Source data

=-=-=-=-=

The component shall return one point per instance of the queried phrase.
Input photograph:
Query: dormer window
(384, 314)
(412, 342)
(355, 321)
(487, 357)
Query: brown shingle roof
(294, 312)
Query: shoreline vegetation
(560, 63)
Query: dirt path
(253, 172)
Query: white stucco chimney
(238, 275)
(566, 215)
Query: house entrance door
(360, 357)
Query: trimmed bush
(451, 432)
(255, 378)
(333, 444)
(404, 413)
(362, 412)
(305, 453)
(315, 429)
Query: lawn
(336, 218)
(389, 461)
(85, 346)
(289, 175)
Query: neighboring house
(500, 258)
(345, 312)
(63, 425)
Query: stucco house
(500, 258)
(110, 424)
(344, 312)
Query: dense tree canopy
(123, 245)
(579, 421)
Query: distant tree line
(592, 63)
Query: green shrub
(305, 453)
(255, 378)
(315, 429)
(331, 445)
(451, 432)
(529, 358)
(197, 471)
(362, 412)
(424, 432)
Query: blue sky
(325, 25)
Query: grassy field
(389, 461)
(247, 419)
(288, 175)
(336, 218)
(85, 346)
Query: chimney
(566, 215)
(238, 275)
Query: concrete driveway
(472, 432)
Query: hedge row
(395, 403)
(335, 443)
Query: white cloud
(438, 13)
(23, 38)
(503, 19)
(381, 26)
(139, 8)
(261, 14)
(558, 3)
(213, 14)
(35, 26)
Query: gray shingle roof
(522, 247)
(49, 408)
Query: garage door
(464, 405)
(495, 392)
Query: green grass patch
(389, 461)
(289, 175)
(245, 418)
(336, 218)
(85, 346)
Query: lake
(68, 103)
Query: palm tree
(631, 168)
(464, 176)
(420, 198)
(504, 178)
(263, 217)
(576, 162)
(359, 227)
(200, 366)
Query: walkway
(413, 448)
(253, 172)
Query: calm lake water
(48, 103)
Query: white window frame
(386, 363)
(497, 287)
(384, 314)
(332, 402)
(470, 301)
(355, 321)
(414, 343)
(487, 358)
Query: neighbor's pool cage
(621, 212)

=-=-=-=-=

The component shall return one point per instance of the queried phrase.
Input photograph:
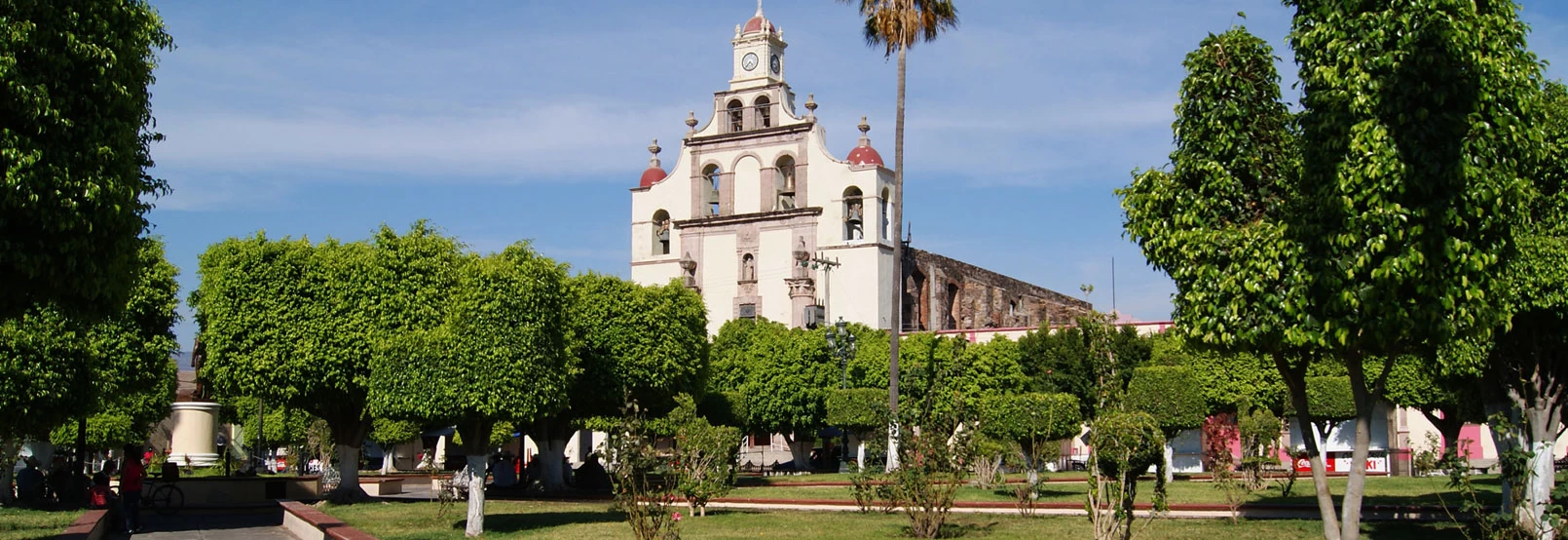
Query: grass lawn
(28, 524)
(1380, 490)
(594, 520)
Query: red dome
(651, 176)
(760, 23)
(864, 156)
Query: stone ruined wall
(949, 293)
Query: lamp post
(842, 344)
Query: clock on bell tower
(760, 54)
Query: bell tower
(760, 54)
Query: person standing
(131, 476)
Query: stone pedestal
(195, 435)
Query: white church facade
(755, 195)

=-=-=-=-=

▸ Task goal:
Report each line of the records above that contains the word "shingle", copying each one in full.

▸ Output of the exercise:
Query: brown shingle roof
Query: gray shingle roof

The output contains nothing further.